** begin MATERIAL **
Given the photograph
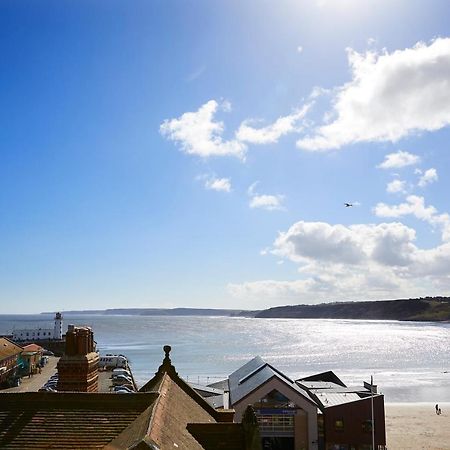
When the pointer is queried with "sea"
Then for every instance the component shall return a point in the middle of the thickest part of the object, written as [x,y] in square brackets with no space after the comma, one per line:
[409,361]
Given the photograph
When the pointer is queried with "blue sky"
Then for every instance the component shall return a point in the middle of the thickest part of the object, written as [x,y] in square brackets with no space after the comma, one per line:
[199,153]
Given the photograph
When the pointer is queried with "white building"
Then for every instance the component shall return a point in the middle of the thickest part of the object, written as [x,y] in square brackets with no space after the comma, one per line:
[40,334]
** end MATERIAL **
** begin MATERIAL **
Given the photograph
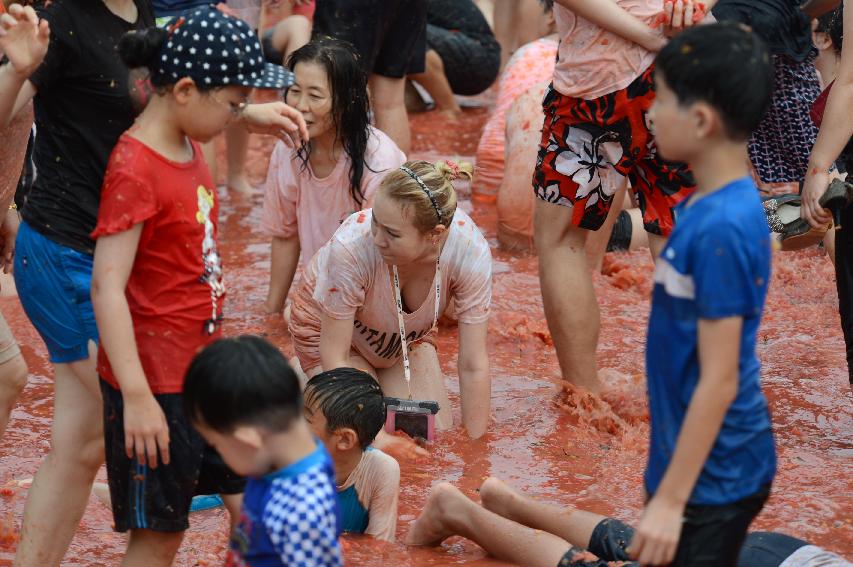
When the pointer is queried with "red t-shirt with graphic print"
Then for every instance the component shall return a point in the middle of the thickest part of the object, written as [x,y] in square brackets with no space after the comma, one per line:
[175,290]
** end MATERIAL **
-- DO THIS --
Collect every line of the material above that contains the word "When", and copy each one in full.

-- ANSWER IN FULL --
When the pointer is queried with "sea"
When the pointer is queried with "blue sky"
When the pointer is queried with "white building"
When the pointer is queried with "red t-shirt with graphic print"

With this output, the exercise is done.